(INPUT DATA)
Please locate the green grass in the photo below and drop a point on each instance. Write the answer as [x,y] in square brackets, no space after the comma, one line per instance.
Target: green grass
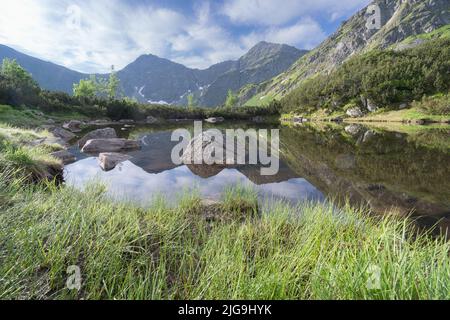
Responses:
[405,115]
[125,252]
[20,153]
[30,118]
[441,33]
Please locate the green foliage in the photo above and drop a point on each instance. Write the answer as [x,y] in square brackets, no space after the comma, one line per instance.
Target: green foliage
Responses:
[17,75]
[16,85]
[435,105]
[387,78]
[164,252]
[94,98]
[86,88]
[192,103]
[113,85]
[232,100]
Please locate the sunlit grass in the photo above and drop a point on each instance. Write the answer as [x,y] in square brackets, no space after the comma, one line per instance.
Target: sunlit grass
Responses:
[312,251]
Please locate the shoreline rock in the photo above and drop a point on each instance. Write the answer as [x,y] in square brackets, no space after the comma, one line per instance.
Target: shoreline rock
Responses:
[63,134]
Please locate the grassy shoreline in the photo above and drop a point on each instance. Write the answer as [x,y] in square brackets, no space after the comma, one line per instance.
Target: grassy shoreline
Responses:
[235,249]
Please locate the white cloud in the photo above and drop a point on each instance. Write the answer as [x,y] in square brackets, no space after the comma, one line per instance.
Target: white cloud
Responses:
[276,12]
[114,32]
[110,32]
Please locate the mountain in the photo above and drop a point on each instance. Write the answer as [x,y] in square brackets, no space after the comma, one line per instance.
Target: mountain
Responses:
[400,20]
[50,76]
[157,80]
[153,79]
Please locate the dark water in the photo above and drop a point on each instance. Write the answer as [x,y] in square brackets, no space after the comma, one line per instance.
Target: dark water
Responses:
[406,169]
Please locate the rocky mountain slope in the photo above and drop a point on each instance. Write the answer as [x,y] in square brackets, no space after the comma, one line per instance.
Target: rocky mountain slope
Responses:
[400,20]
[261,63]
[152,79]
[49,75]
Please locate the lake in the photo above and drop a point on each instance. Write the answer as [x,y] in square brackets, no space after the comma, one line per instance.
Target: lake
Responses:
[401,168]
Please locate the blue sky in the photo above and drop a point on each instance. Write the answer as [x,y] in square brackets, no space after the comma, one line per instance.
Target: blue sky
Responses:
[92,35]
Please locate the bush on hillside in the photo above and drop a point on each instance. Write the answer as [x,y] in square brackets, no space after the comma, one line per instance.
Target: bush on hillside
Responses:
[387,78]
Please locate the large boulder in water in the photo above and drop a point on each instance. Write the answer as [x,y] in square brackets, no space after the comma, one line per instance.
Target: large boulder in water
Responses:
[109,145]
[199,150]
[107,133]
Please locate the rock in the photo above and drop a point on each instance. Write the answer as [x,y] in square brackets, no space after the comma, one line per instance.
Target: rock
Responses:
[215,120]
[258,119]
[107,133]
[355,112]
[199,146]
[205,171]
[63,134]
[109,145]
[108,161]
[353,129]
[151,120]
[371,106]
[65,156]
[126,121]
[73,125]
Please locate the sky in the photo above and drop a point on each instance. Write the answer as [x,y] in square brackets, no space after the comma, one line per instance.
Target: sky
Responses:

---

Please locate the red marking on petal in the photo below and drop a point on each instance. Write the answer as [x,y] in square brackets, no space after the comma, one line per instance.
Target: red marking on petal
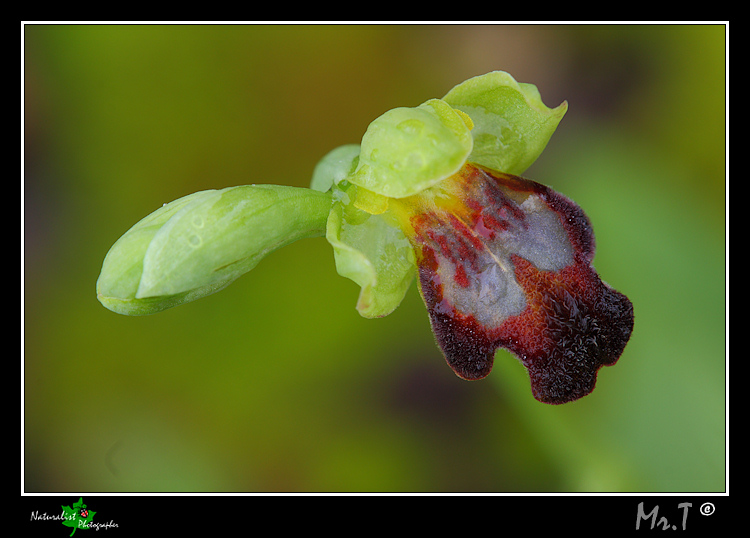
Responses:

...

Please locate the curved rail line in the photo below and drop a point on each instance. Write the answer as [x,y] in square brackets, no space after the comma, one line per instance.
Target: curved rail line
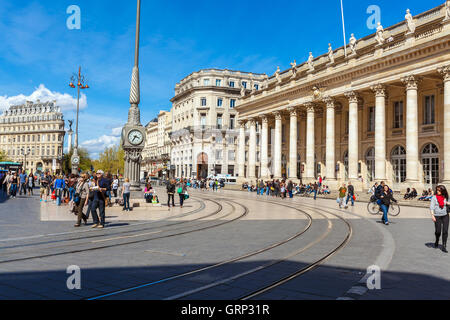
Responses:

(TASK STATEMENT) Where a line of the entries contains the word "lake", copy that line.

(RESPONSE AREA)
Please locate the lake in the photo above and drop a point on each instance. Write the answer as [x,y] in square brackets, no space after the comma, one line per instance.
Target: lake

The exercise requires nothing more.